- _Data to process_:
....................

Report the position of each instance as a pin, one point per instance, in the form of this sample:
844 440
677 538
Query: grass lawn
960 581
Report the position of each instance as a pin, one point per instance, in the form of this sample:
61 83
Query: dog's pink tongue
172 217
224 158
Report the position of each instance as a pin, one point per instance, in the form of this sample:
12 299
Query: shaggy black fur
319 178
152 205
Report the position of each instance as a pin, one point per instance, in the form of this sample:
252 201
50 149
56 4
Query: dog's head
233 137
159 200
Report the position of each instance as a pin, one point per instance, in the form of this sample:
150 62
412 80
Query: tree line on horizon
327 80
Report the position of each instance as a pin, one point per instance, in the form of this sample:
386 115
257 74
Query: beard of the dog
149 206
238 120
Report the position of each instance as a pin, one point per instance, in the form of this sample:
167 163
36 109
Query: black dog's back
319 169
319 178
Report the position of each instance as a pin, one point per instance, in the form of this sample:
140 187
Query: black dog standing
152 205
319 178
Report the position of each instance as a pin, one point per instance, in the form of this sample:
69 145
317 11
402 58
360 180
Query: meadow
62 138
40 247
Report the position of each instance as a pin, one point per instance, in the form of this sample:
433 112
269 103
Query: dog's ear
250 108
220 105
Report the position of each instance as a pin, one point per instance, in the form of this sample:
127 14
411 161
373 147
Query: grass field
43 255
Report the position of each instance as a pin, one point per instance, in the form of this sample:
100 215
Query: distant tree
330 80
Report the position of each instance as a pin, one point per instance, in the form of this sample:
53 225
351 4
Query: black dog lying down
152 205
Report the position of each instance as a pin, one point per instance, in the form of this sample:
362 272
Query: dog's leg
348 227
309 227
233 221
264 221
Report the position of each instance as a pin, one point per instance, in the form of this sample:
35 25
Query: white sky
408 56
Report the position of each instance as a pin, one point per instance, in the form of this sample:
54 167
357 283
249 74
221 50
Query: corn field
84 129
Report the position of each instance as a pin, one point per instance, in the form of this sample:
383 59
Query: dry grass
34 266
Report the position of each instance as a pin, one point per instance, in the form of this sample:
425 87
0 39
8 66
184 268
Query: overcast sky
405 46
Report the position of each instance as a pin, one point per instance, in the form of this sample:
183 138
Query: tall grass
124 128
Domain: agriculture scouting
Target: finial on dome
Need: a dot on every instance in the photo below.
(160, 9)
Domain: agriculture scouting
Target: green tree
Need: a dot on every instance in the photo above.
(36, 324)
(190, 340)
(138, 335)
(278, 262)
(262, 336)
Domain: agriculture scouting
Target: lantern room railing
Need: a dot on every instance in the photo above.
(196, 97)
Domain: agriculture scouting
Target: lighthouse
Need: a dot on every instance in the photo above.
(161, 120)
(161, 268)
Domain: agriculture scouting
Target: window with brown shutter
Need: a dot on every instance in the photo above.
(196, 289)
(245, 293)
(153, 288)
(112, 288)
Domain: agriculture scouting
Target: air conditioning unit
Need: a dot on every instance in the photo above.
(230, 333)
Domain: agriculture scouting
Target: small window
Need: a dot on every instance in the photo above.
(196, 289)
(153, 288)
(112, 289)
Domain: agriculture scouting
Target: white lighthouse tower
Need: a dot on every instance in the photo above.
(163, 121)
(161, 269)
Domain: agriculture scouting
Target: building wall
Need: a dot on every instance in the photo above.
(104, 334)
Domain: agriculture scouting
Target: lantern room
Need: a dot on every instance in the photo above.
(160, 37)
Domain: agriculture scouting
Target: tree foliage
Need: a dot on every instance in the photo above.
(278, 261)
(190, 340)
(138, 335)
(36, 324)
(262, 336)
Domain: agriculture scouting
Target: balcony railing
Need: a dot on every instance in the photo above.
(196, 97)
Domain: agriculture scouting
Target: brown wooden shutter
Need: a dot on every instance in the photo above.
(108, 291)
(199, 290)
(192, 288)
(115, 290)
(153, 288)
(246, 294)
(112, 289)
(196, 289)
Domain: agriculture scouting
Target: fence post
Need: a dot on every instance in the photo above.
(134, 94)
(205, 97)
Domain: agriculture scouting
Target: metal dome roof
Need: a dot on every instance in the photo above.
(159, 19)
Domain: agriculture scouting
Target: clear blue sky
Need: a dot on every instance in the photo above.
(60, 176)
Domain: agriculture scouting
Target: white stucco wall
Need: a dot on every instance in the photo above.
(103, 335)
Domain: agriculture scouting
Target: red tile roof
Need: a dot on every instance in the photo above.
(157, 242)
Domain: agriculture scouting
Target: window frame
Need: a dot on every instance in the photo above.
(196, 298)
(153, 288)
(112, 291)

....................

- _Your objective_: Copy every single line of the material above that holds "brown".

- _Your solution_:
Target: window with brown shutter
Target: brown wooden shutter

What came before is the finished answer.